Report every row below that contains the word "award", copying each such row in full.

start Available records

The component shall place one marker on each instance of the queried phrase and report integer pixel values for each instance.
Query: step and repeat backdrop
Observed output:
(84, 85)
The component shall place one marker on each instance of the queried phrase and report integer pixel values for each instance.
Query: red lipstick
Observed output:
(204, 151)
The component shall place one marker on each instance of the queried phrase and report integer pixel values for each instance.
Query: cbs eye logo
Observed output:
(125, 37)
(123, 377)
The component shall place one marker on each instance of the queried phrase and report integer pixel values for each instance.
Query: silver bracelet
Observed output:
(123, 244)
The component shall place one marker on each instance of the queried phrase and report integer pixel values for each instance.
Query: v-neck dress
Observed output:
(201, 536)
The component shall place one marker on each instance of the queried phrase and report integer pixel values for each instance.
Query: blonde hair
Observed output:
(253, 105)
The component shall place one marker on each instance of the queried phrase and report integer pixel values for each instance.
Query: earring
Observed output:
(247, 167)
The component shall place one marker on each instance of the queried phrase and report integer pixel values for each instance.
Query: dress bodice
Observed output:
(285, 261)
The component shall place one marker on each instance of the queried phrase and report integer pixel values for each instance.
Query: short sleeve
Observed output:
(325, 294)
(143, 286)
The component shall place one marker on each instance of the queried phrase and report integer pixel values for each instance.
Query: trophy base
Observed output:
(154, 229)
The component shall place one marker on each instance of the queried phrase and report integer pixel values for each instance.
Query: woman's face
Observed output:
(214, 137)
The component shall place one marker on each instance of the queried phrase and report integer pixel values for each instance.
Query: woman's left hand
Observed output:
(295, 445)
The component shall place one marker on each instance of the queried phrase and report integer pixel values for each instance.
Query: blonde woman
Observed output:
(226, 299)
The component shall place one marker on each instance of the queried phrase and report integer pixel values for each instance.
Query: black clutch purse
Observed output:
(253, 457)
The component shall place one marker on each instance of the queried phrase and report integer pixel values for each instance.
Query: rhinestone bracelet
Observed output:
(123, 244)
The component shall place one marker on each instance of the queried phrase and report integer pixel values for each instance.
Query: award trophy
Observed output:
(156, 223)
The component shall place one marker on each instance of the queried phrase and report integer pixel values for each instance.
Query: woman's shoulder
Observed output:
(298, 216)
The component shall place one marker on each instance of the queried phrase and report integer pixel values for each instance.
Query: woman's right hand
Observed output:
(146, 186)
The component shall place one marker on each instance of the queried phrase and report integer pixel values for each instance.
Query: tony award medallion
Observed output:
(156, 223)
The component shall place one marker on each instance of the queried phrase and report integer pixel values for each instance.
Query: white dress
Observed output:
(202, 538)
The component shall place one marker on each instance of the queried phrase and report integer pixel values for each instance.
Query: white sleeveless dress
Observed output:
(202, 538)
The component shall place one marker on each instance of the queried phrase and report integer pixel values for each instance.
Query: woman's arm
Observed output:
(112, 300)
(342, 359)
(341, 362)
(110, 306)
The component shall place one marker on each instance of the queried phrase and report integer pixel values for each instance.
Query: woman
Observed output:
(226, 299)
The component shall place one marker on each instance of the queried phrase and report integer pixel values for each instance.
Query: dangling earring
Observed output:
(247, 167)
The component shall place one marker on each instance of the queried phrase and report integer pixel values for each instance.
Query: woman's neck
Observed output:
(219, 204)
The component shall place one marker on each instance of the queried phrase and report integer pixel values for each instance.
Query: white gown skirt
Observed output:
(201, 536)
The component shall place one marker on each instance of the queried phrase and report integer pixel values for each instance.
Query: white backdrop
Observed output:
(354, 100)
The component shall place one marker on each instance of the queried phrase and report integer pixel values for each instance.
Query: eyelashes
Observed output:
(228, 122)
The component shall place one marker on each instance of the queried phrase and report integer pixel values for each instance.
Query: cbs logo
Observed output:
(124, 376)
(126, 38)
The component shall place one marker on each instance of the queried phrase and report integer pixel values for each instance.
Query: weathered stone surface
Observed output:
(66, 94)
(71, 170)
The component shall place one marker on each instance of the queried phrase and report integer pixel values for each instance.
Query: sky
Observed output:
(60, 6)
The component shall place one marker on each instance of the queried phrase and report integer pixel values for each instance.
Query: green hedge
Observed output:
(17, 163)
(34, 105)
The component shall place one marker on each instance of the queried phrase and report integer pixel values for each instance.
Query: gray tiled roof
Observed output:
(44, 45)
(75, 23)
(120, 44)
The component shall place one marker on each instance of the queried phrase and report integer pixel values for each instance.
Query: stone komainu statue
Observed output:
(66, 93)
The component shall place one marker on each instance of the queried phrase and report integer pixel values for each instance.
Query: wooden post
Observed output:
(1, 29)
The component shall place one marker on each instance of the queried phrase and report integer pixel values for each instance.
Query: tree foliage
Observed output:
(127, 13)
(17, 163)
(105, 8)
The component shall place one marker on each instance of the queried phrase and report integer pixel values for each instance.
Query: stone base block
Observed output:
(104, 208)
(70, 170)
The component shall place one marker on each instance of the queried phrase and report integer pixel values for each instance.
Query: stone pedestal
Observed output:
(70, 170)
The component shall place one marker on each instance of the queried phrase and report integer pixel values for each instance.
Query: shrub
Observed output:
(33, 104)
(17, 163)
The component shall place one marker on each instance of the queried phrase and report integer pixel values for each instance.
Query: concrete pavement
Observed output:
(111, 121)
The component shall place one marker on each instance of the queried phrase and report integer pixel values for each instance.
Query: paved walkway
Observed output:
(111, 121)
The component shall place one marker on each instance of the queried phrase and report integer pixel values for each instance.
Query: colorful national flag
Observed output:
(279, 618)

end Available records
start Available records

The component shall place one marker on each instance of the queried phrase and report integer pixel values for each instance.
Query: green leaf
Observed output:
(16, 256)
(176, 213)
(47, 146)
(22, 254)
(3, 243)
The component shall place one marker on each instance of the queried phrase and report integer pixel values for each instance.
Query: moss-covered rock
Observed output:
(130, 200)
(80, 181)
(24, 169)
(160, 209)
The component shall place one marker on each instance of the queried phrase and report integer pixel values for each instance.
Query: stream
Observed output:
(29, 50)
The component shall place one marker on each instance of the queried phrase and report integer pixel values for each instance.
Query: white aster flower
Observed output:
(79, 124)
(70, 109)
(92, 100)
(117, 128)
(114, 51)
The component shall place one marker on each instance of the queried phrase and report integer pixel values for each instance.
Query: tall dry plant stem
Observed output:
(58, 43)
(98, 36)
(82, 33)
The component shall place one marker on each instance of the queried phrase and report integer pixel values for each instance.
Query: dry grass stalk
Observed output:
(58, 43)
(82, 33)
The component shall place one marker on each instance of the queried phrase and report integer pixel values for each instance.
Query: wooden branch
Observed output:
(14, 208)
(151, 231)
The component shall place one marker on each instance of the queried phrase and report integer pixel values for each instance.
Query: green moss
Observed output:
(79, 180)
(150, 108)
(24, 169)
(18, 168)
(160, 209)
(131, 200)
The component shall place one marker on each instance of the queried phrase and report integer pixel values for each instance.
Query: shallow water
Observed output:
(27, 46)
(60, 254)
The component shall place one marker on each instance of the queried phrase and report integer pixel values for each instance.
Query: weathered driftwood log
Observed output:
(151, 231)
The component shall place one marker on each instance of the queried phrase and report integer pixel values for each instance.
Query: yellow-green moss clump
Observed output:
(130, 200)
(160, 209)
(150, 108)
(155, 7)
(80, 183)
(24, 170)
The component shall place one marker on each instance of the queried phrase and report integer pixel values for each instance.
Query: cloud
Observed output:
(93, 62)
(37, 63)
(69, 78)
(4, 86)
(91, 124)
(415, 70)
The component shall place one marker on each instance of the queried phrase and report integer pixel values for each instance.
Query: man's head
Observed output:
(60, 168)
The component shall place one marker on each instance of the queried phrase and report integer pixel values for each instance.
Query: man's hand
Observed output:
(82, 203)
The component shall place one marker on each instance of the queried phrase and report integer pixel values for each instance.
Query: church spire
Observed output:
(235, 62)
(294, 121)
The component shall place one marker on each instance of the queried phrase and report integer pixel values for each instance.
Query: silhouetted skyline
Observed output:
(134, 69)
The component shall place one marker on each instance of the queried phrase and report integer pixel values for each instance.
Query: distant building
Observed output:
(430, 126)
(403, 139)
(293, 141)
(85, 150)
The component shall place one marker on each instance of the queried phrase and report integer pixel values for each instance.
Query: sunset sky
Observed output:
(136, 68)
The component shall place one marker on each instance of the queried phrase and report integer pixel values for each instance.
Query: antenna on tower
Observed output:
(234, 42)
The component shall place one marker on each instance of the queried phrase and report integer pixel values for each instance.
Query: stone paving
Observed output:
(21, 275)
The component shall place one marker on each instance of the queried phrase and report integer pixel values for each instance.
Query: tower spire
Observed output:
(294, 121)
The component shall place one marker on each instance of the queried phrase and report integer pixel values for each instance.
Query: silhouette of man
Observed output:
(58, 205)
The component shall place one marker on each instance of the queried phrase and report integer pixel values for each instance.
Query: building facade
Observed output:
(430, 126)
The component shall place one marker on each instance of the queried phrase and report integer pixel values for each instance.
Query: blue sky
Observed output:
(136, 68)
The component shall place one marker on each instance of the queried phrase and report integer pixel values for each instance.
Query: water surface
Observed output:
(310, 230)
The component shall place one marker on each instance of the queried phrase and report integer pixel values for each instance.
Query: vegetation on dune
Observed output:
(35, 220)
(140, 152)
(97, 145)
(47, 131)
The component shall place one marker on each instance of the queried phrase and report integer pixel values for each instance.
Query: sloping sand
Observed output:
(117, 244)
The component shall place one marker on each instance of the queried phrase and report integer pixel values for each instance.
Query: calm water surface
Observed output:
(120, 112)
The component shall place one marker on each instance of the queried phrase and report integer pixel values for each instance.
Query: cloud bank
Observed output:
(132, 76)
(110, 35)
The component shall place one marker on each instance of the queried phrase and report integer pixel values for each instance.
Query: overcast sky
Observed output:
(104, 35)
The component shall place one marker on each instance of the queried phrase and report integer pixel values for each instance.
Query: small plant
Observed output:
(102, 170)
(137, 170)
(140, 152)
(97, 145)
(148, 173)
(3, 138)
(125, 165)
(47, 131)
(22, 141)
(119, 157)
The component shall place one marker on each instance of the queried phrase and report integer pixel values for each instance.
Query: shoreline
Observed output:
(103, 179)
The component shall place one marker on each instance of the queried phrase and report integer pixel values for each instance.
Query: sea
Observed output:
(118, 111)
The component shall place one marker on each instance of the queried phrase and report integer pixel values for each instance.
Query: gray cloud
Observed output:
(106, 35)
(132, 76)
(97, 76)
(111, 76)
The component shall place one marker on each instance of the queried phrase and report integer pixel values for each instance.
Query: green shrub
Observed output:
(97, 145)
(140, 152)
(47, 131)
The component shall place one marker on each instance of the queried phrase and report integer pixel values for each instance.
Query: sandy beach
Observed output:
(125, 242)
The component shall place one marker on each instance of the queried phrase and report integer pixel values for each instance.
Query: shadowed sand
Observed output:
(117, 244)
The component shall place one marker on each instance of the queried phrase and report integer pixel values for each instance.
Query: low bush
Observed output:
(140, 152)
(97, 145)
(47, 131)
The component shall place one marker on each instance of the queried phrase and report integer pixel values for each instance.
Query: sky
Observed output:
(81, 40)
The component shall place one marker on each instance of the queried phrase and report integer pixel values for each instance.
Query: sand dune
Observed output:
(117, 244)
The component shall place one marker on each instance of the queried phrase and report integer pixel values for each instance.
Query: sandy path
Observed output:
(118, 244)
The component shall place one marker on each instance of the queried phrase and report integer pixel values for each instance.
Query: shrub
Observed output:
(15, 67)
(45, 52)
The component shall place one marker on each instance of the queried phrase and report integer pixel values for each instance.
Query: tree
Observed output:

end Available records

> [Worked solution]
Query: award trophy
Query: tony award medallion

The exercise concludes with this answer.